SOURCE DATA:
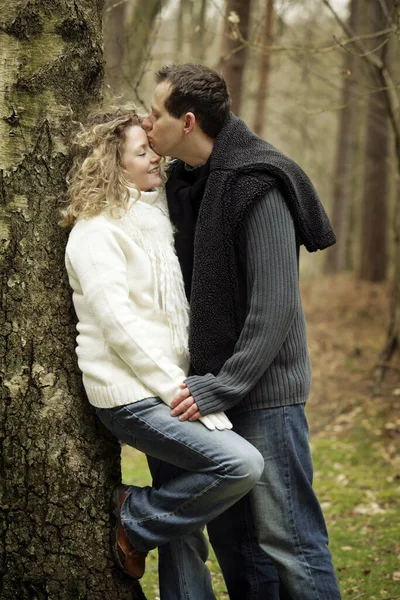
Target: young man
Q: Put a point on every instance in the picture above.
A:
(241, 210)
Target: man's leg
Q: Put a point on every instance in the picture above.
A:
(248, 571)
(288, 519)
(182, 572)
(216, 469)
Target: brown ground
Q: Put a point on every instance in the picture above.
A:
(346, 323)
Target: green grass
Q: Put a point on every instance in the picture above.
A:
(358, 488)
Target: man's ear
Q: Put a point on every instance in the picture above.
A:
(189, 121)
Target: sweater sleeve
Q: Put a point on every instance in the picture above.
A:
(268, 247)
(99, 263)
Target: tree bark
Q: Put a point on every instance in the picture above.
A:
(199, 34)
(261, 114)
(342, 192)
(234, 49)
(58, 465)
(114, 28)
(138, 41)
(373, 247)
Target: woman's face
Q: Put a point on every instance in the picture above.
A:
(140, 161)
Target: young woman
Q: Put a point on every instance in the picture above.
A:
(132, 344)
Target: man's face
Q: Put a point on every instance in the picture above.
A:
(165, 132)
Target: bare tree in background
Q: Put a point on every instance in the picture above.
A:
(374, 224)
(199, 33)
(234, 48)
(58, 464)
(342, 191)
(385, 82)
(264, 69)
(183, 16)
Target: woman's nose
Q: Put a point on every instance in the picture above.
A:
(147, 124)
(155, 157)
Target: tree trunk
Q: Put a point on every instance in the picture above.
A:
(373, 251)
(264, 70)
(199, 34)
(58, 465)
(139, 41)
(234, 48)
(342, 193)
(114, 44)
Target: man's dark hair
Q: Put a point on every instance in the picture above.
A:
(200, 90)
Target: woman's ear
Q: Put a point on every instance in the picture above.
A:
(189, 123)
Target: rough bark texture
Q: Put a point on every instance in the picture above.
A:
(264, 69)
(114, 46)
(58, 465)
(199, 39)
(373, 251)
(342, 192)
(234, 49)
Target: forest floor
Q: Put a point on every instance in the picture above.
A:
(355, 438)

YOUR TASK: Could the entries above be copied out exactly, with no pictures included?

RESPONSE AREA:
Target: young man
Q: Put a point on every instance in the picture above.
A:
(241, 210)
Target: man's leg
Q: Put a point on every instance in the picture above.
A:
(248, 571)
(288, 519)
(182, 572)
(216, 469)
Target: brown ground
Q: Put a point on every instance in the picture above.
A:
(346, 323)
Target: green grass
Q: Put a point on every instance in the picture above.
A:
(358, 488)
Target: man's ear
Q: Put a point on every instance in the picture above.
A:
(189, 121)
Target: sweater sleeve
Q: Put a point on every instance in the picture above.
A:
(268, 247)
(99, 263)
Target: tree bark
Q: Put a point on every instance in the picture above.
A:
(199, 34)
(261, 114)
(342, 192)
(234, 49)
(58, 465)
(114, 28)
(138, 41)
(373, 247)
Target: woman's face
Q: Put a point on every instance in the picture above.
A:
(140, 161)
Target: young woman
Q: Put a point on every instance in the picture above.
A:
(132, 344)
Target: man's face
Q: Put a point on every instance in the picture above.
A:
(165, 132)
Target: bare tree in background
Q: Put a point on every instance in the picture above.
A:
(374, 224)
(199, 33)
(234, 48)
(58, 464)
(342, 191)
(385, 82)
(264, 69)
(183, 16)
Target: woman's nose
Q: Put a point on every instance in the picture above.
A:
(147, 124)
(155, 157)
Target: tree trunk
Q: Put a point on every instance in the picture above.
A:
(373, 251)
(264, 70)
(199, 34)
(58, 465)
(139, 41)
(234, 48)
(342, 193)
(114, 44)
Target: man's dark hair
Q: Put a point on every instance in the picture above.
A:
(200, 90)
Target: woman's ear
Q: Put a point on every instance in the picture above.
A:
(189, 123)
Target: rough bark texture
Q: Put a point on every instance in the picture above.
A:
(264, 69)
(114, 46)
(58, 465)
(199, 39)
(373, 251)
(342, 192)
(234, 49)
Target: forest floor
Q: Put a point on every instance in the picture above.
A:
(355, 438)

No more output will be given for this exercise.